### [WRITTEN REQUEST]
Begin with the line containing "Regarding the tree: where" and copy each line exactly through the last line of the entries, inclusive.

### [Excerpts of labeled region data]
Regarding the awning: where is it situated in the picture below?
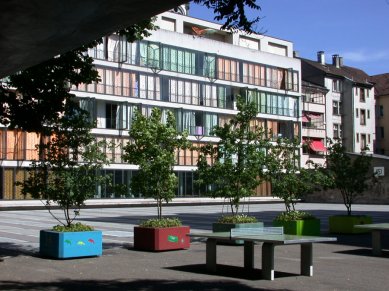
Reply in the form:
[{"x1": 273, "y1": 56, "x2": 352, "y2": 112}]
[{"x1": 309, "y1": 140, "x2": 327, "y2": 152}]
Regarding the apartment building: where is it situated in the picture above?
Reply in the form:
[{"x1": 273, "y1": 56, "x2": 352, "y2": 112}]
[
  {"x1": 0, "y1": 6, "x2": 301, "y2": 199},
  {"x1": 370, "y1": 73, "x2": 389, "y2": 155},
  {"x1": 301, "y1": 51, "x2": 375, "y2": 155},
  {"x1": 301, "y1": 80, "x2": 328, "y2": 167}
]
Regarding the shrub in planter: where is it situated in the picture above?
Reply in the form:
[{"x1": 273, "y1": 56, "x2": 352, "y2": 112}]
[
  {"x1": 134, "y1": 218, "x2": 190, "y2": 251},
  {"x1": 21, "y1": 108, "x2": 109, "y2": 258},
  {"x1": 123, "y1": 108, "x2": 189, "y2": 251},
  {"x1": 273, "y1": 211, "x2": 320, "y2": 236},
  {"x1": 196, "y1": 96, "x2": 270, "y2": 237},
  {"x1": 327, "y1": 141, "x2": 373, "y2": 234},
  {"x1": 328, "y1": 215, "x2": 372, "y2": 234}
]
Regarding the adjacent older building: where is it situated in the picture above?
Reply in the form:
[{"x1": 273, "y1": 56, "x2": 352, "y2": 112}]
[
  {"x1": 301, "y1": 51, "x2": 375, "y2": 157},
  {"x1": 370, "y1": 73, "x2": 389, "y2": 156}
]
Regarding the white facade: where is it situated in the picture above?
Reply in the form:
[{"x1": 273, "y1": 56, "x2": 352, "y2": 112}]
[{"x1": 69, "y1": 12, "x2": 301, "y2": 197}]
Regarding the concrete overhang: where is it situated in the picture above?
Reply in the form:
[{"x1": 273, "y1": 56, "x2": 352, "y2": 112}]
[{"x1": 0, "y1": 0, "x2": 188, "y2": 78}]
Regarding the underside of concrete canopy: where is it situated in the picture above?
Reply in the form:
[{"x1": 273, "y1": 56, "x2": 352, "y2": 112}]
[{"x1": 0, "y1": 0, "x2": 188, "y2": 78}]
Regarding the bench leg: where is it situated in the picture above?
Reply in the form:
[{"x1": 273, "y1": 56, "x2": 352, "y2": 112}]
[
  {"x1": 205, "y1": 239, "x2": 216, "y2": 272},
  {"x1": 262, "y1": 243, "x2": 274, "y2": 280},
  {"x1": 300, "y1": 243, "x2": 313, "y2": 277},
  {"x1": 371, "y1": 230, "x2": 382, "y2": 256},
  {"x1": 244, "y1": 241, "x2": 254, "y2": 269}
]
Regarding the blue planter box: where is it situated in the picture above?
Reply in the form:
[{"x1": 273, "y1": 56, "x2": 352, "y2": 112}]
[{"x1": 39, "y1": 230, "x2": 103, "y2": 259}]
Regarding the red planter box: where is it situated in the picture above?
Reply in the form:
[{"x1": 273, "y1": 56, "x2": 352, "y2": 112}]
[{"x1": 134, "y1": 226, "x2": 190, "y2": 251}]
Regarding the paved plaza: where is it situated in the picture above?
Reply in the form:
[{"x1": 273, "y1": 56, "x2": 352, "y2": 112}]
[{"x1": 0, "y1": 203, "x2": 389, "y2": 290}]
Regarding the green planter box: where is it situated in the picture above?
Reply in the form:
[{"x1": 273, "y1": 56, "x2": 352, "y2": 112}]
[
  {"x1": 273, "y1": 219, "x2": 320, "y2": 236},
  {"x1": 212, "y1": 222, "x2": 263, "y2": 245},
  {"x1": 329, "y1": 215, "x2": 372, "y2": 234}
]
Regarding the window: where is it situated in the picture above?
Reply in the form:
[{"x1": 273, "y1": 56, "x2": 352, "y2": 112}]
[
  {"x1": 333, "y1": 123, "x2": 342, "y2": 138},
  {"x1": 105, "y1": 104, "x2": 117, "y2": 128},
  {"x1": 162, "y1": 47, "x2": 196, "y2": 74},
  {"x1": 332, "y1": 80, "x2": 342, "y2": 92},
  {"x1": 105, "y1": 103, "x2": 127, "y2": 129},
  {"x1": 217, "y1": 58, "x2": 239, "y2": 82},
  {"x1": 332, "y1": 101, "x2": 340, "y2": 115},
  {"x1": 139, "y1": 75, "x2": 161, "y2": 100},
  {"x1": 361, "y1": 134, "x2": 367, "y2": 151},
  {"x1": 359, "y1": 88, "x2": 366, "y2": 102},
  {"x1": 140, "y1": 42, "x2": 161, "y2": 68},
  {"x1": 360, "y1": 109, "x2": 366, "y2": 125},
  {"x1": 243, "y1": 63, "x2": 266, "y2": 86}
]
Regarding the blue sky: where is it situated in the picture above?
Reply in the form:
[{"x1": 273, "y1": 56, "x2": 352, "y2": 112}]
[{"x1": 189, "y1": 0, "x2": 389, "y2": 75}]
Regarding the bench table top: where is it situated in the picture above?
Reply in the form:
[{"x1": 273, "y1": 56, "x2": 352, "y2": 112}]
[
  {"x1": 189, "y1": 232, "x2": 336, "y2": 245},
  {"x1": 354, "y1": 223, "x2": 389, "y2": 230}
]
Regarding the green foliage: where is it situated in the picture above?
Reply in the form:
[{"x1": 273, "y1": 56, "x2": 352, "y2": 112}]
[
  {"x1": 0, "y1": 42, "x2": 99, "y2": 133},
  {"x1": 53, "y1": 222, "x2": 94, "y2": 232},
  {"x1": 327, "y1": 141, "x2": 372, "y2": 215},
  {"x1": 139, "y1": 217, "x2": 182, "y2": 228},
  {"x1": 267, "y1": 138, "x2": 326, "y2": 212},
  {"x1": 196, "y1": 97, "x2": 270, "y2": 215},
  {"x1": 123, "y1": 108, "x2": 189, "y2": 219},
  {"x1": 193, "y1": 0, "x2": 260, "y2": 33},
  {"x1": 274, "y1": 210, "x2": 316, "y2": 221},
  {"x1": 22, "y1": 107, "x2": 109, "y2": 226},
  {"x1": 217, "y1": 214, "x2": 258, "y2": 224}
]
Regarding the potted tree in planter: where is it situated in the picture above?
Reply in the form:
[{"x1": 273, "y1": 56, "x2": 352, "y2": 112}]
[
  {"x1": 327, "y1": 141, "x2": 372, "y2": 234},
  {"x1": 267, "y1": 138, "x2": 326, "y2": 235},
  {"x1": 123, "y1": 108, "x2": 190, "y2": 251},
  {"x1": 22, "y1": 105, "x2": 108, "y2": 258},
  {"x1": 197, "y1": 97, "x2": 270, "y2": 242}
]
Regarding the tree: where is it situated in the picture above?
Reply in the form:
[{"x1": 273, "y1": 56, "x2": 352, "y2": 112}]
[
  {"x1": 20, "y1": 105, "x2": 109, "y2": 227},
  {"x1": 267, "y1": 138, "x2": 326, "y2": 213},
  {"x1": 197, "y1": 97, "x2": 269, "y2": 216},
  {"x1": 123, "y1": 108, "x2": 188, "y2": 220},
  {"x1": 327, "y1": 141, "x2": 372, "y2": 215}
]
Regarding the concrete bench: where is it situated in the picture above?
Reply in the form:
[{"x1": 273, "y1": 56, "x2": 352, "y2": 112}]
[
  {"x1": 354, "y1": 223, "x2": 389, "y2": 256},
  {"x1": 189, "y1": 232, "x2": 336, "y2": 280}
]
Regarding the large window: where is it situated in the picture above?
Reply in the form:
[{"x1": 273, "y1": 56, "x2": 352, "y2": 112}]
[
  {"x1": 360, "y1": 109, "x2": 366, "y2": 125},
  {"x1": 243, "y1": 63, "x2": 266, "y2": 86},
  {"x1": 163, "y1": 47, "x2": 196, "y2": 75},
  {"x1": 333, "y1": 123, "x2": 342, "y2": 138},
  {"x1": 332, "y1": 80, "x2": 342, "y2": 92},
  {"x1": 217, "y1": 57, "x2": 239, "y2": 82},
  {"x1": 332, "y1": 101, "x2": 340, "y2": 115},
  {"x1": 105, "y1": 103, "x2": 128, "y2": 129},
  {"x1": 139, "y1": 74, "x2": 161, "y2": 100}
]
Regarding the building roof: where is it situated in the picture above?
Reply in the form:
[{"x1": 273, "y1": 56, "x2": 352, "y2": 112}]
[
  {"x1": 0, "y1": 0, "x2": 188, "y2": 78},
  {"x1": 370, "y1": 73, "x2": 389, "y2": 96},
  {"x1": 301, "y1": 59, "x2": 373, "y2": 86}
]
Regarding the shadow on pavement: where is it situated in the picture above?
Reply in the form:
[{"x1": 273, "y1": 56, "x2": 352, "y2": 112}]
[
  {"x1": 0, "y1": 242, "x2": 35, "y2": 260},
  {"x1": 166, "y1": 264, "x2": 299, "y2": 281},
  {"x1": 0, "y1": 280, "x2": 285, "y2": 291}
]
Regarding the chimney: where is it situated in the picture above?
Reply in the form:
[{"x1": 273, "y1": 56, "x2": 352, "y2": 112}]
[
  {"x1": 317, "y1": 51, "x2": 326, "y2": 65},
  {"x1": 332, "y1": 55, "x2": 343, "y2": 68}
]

### [RESULT]
Regarding the tree: where is it situated in the picture above?
Reply in the form:
[{"x1": 273, "y1": 56, "x2": 352, "y2": 112}]
[
  {"x1": 20, "y1": 105, "x2": 109, "y2": 227},
  {"x1": 267, "y1": 138, "x2": 326, "y2": 213},
  {"x1": 197, "y1": 97, "x2": 269, "y2": 216},
  {"x1": 123, "y1": 108, "x2": 188, "y2": 220},
  {"x1": 327, "y1": 141, "x2": 372, "y2": 215}
]
Regarding the concrete bench: where is it situated in the picture above?
Reply in the form:
[{"x1": 273, "y1": 56, "x2": 352, "y2": 112}]
[
  {"x1": 354, "y1": 223, "x2": 389, "y2": 256},
  {"x1": 189, "y1": 232, "x2": 336, "y2": 280}
]
Regarding the large window: where is it situated in the picture above?
Reply in the form:
[{"x1": 273, "y1": 56, "x2": 352, "y2": 112}]
[
  {"x1": 360, "y1": 109, "x2": 366, "y2": 125},
  {"x1": 243, "y1": 63, "x2": 266, "y2": 86},
  {"x1": 163, "y1": 47, "x2": 196, "y2": 75},
  {"x1": 333, "y1": 123, "x2": 342, "y2": 138},
  {"x1": 332, "y1": 80, "x2": 342, "y2": 92},
  {"x1": 217, "y1": 57, "x2": 239, "y2": 82},
  {"x1": 332, "y1": 101, "x2": 340, "y2": 115},
  {"x1": 105, "y1": 103, "x2": 128, "y2": 129},
  {"x1": 139, "y1": 74, "x2": 161, "y2": 100}
]
Regarding the building roof: where is it situated in the picture above?
Reply in the form:
[{"x1": 273, "y1": 56, "x2": 352, "y2": 112}]
[
  {"x1": 0, "y1": 0, "x2": 188, "y2": 78},
  {"x1": 370, "y1": 73, "x2": 389, "y2": 96},
  {"x1": 301, "y1": 59, "x2": 373, "y2": 86}
]
Regarding the shadow on pavement: where is it situated in the picture above?
Reply in the form:
[{"x1": 273, "y1": 56, "x2": 352, "y2": 112}]
[
  {"x1": 0, "y1": 242, "x2": 35, "y2": 260},
  {"x1": 166, "y1": 264, "x2": 299, "y2": 281},
  {"x1": 0, "y1": 280, "x2": 285, "y2": 291}
]
Regarding the chimney: where is it situated in the picture above?
Reply in the form:
[{"x1": 273, "y1": 56, "x2": 352, "y2": 112}]
[
  {"x1": 317, "y1": 51, "x2": 326, "y2": 65},
  {"x1": 332, "y1": 55, "x2": 343, "y2": 68}
]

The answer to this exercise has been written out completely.